> _OBJECTIVE_:
Answer these questions about the VapeCon shopping-list thread.
1. At minimum, how many LG HG2s does TheV plan to buy?
2. Which two juices is TheV particularly interested in?
3. Which juice sizes does Rafique plan to look for on special?

[START ARTICLE]

I started making a shopping list and I've gotten nothing but dirty looks from my girlfriend.. but hey, we can all be in the glorious dogbox that will be Vapecon!

Reactions: Like 2 | Agree 1 | Funny 1


----------



## TheV

I've decided to not do a specific shopping list for this one.

The only definite must for me:
A couple of LG HG2's (at least 6 I think)

Hopefully there will be some DIY discount vouchers! 
I'll be on the lookout for the some nice 810 drip tips.

For the rest I'm gonna go try the different juices and see what I walk away with.
I'm particularly interested in Pumpkin Pie and Panama.

Hardware wise I'm rather sorted at the moment but if I happen to come across any interesting special I have made some provisions.

Reactions: Like 3


----------



## Rafique

All about the juices and specials,

Il be where 100 and 120ml juices on special. just a few below. Can never have enough juice, I just hope all the juices I want will be available in testers

Reactions: Like 3


----------



## ASCIIcat

Stosta said:


> With the VapeCon countdown down to single digits, I thought it would be really cool to see what everyone else's shopping plans are, mostly because I'm worried that I've missed out on something!

[END ARTICLE]
[START EXCERPTED DATA]

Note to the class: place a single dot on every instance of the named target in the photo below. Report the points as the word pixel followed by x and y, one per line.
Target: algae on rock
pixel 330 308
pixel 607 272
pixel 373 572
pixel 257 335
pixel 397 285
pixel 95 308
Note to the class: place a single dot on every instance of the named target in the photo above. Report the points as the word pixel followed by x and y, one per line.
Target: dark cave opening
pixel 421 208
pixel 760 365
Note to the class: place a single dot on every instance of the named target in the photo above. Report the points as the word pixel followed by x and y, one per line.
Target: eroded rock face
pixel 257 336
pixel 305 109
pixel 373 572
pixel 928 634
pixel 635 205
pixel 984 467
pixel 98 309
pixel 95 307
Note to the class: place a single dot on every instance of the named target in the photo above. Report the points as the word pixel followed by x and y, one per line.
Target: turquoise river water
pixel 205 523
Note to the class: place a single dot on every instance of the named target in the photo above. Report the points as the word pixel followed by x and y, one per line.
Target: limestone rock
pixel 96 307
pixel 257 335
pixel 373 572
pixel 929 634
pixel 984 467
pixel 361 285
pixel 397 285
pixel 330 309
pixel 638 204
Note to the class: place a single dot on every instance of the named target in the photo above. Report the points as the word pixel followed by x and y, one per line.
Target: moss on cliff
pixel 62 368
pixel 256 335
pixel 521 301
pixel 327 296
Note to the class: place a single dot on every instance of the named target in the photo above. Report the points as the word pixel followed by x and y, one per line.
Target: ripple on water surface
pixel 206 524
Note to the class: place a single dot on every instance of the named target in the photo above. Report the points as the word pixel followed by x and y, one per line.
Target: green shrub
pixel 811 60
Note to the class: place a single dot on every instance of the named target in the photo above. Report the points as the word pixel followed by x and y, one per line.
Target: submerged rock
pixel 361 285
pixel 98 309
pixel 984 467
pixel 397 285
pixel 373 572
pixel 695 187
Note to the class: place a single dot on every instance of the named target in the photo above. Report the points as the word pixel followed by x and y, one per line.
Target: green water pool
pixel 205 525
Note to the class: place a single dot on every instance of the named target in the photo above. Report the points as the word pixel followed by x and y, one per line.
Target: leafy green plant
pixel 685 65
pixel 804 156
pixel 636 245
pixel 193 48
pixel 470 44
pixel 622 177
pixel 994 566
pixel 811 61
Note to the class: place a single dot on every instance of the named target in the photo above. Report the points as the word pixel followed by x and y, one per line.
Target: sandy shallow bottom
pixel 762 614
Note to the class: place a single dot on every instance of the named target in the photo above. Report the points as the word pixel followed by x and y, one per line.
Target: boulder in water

[END EXCERPTED DATA]

> _TASK RESPONSE_:
1. At least six.
2. Pumpkin Pie and Panama.
3. 100 ml and 120 ml.